● **Your instructions**: Please repeat every entry exactly as written, but skip the pictures.

● **Saved entries**:

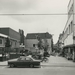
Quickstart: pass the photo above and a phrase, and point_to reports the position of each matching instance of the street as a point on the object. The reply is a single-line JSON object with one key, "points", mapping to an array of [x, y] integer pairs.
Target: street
{"points": [[55, 66]]}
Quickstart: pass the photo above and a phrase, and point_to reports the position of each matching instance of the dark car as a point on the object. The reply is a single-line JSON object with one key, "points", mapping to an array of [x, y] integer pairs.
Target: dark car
{"points": [[24, 61]]}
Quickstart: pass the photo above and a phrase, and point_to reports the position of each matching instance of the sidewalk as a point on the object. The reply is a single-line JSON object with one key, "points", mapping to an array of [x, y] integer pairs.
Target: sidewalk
{"points": [[56, 61], [5, 63]]}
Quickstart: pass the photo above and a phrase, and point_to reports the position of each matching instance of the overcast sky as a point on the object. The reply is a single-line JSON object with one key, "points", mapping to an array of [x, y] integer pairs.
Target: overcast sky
{"points": [[54, 24]]}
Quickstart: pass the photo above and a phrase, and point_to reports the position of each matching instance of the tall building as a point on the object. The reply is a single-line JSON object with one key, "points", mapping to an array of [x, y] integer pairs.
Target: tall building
{"points": [[69, 31]]}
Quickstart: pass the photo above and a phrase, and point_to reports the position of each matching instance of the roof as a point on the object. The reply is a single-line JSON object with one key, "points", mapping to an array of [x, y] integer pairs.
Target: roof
{"points": [[2, 35], [41, 35]]}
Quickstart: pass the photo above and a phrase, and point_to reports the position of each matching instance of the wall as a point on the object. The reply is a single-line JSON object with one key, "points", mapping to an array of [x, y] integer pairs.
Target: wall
{"points": [[3, 42], [68, 40]]}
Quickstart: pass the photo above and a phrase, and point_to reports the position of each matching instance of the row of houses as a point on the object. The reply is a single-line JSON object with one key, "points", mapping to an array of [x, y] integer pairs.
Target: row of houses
{"points": [[66, 39], [18, 39]]}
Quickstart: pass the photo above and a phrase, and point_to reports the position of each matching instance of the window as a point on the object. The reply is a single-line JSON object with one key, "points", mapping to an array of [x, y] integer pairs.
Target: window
{"points": [[33, 45], [0, 41]]}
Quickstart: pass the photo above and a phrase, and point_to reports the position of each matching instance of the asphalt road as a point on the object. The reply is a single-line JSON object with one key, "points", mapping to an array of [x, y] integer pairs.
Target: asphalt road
{"points": [[46, 68]]}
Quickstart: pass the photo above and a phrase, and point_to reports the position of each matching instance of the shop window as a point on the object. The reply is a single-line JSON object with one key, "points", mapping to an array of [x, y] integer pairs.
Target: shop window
{"points": [[0, 41]]}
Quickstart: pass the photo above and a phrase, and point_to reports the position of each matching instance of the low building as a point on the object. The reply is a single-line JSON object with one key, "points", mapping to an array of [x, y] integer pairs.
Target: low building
{"points": [[13, 35], [69, 32]]}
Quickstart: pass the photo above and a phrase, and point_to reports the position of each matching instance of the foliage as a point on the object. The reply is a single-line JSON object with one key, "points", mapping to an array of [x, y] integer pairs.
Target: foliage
{"points": [[7, 44]]}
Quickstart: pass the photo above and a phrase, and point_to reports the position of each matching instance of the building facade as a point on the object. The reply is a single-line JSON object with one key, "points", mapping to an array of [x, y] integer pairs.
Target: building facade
{"points": [[32, 41], [13, 35], [69, 32]]}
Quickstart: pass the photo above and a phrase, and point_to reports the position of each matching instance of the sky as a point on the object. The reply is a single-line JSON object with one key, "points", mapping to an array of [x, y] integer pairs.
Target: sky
{"points": [[54, 24]]}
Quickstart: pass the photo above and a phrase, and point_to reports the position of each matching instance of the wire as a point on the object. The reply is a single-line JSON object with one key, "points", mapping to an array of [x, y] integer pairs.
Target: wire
{"points": [[41, 14]]}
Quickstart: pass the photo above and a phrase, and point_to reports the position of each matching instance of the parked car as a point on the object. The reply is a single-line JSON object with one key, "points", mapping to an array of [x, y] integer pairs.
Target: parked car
{"points": [[24, 61]]}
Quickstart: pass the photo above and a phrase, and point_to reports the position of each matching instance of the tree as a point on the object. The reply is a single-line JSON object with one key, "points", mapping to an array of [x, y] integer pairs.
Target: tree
{"points": [[7, 44]]}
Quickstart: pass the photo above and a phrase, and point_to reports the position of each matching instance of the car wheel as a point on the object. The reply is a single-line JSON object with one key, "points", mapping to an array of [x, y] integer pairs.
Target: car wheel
{"points": [[12, 65], [31, 65], [73, 56]]}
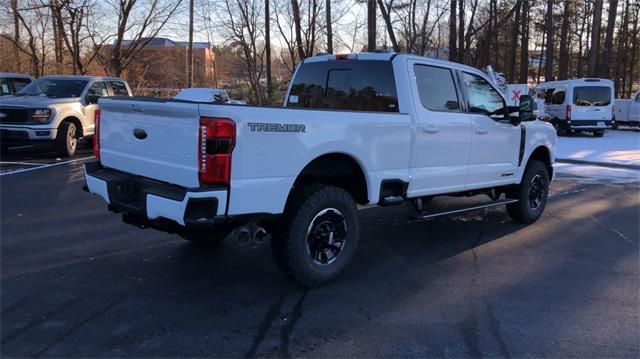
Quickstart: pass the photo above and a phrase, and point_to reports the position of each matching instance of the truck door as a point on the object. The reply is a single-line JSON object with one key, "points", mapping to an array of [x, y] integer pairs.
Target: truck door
{"points": [[443, 134], [495, 142]]}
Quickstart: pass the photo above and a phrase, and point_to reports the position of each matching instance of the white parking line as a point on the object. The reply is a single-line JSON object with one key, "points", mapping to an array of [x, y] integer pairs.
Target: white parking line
{"points": [[45, 166], [22, 163]]}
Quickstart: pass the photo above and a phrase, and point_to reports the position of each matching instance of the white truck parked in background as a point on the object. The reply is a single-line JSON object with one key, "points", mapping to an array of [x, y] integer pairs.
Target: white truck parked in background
{"points": [[580, 105], [55, 111], [355, 129], [627, 111]]}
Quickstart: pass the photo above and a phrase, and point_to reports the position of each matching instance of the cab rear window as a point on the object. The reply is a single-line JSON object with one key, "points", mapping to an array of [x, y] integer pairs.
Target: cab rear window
{"points": [[345, 85], [592, 96]]}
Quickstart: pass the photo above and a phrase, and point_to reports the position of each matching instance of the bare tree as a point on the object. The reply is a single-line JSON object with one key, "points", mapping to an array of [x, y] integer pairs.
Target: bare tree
{"points": [[385, 10], [524, 42], [515, 31], [141, 21], [595, 38], [242, 25], [563, 62], [329, 29], [605, 65], [453, 49], [549, 28], [74, 20], [371, 25], [267, 45]]}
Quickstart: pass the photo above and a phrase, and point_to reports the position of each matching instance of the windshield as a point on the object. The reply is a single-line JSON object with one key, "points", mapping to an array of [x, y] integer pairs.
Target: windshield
{"points": [[592, 96], [55, 88]]}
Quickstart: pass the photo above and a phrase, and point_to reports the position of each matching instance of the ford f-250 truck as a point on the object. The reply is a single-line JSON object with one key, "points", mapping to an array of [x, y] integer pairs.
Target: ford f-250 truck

● **Response**:
Quickstart: pass the photo above and a phrase, and point_to reports the position of each matching instance of the street as a point on the object. The reply is a single-line JSON object with one key, "points", mapping to an array of [x, y] integer pairs.
Target: street
{"points": [[55, 66]]}
Quickstart: pass the photo above and a phrase, and point_to reports the position of each matching instance of the dark car as a point on the object. The reply is a single-line JSON object with one key, "points", mapping to an array of [x, y] integer pairs.
Target: dark car
{"points": [[24, 61]]}
Quickstart: pass the photo above and a phrase, and point_to reports the position of each matching instance of the sidewalk as a point on the object. The reply is a single-line JSON object with one key, "points", mapping to an array of [x, y] integer pairs.
Target: sidewalk
{"points": [[56, 61], [5, 63]]}
Quickstart: pass the photo above and a phrase, and point_to reports the position of each matching instance of the overcast sky as a point on the object. The reply is a single-line JSON object with one key, "points", mapping to an array of [x, y] integer pairs.
Target: overcast sky
{"points": [[54, 24]]}
Quickstart: pass the photo above and a phrase, and point_to reports the position of each matching instance of the tall building as a point on the object. The reply is a single-line JSON object with one key, "points", mapping to an array of [x, y] integer pairs.
Target: tall building
{"points": [[69, 31]]}
Quickstart: pass the photo above and a phrase, and point_to reports the position of each matching instance of the roof as a point on the object. The reply is a single-line JSON object with one key, "points", mapping to an array of [x, y] integer pairs.
Target: roof
{"points": [[2, 35], [41, 35]]}
Quickstart: pass the photo above and a phrase, and point_to reports the position of each matching instance of the wall as a point on the object. The reply is a single-line JSON object with one key, "points", mapping to an array of [x, y] integer pairs.
Target: wall
{"points": [[3, 42], [68, 40]]}
Quickstart: pass the photo above and a phrase, and point_to reports the position of each matching instance of the row of houses as a point on the object. The reply is a single-line JSON object with one key, "points", mapping to an array of [x, y] integer pairs.
Target: row of houses
{"points": [[66, 39], [18, 39]]}
Quickstart: pass the photo above and a phrase, and point_to reports the position of each matching instance of the window as a point on the object. The reply is a single-line JSON object with one key, "points", mapping to an array of [x, y] integer pairs.
Target: window
{"points": [[33, 45], [0, 41]]}
Quickstart: pass the photo above and a phrase, and point_to reports the position of each matching instance of the asphalt road as a point on the object. The reply is a single-line JSON object with one key, "points", mapping to an array of [x, y] integer pairs.
Target: asphalt road
{"points": [[46, 68]]}
Quickstart: pass the photo above and a phrase, and point_to reports the position of each matching instance of the shop window as a point on the object. The reply is a single-line JSON object with one key, "points", mapping to an array of [x, y] integer pairs.
Target: shop window
{"points": [[0, 41]]}
Quickstart: pass the photo above and a phrase, and point_to reports the position of each matching instance of the low building as a point on the object. The reply is a single-line JSON object with one key, "points", mapping to an array of [x, y] integer pairs.
Target: low building
{"points": [[13, 35], [69, 32]]}
Quickstart: pass the photo above and a phrase, and point_to reports the position of each matching instance of the foliage as a point on the object. The reply is a single-line JSON object with one key, "points", mapping to an array of [x, y] integer pairs.
Target: foliage
{"points": [[7, 44]]}
Quickstart: pass the photo above and a phrase, and point_to reports the position of each matching instance of the building facade as a point on the object. The reply is a single-line JSON object with one key, "points", mapping to an array of [x, y] integer pairs.
Target: building facade
{"points": [[32, 41], [13, 35], [69, 32]]}
Quickstart: pass the photo above and a phrase, and point_to reports the position of each matching instance of the sky as a point on the object. The reply is a single-line JSON object with one key, "points", mapping to an array of [x, y] integer pairs.
Target: sky
{"points": [[54, 24]]}
Quickstart: pass the photo above and a phrase, and point_to reports the position of each matching instance of the wire as a point on the object. The reply is a single-line JSON object with one key, "points", mapping to an array of [x, y] integer pairs.
Target: wire
{"points": [[41, 14]]}
Quickstart: pass the photo above and a phrase, and point_to reports the position of each matching instance of the parked car as a point on the object. The reply is a single-line JSON object with one key, "points", mapping to an array of [x, y] integer pairs.
Target: parked car
{"points": [[24, 61]]}
Quickstart: pass the photo above and a phrase, and point_to reports the position of each matching instance of the tree as a point on the object. The reply is a single-line JSON object with one key, "points", mapping to an array of [x, y] integer pairs.
Target: tree
{"points": [[7, 44]]}
Quickstart: pass the photo above and a phrase, and point_to reports the position of each matching instance of the car wheel as a point on the object. The reply is a single-line JSON object with one key, "points", mapping to an array of [x, y] integer pairs.
Target: car wheel
{"points": [[12, 65], [31, 65], [73, 56]]}
Quickstart: pass the photo above and a phrase, and point_to reports the position of each matching instance of the truck door as a point on the object. The reply is a single-line JSON object with one key, "points", mapping to an array of [x, y] integer pairs.
Target: truck door
{"points": [[443, 134], [495, 142]]}
Quickstart: pass the photo above and a phrase, and point_to reports the position of each matching instance of the white parking line as a point on the object. The reply is a single-line JSON object with one key, "points", mapping to an array of [x, y] integer pairs.
Target: white parking line
{"points": [[45, 166], [22, 163]]}
Quickstart: pass the photo above and a phrase, and point_to reports the position of each matching instance of the white truck parked in background as a point on the object. The reply is a single-line JSON object with one key, "points", mapping to an array of [x, y] integer pairs.
Target: white truck parked in background
{"points": [[580, 105], [55, 111], [355, 129], [627, 111]]}
Quickstart: pass the photo above and a phrase, and point_to reports the position of each matching instance of the cab rear window as a point on the object. The reply is a single-line JSON object with one key, "points", mapping to an array of [x, y] integer pairs.
Target: cab rear window
{"points": [[345, 85], [592, 96]]}
Quickstart: pass the photo above and a phrase, and point_to reports the position of each matching instance of the bare tree as a point on the object. The reply is a single-line JSON object with one key, "points", mapping to an array of [x, y] integer pairs.
Target: bare tree
{"points": [[385, 10], [524, 42], [515, 31], [141, 21], [595, 38], [242, 25], [563, 62], [329, 29], [605, 65], [453, 49], [549, 28], [74, 20], [371, 25], [267, 45]]}
Quickstart: pass the photo above and a phrase, and point_to reports the position of each matching instance of the windshield as a point on the object. The reply is a single-line JSON object with one key, "points", mapping to an array of [x, y] integer pairs.
Target: windshield
{"points": [[592, 96], [55, 88]]}
Quickstart: pass the photo above and a phrase, and point_to reports the position of each matching instance of the ford f-250 truck as a point on the object. The reply is a single-line JSON object with one key, "points", mapping to an array of [x, y] integer pairs.
Target: ford f-250 truck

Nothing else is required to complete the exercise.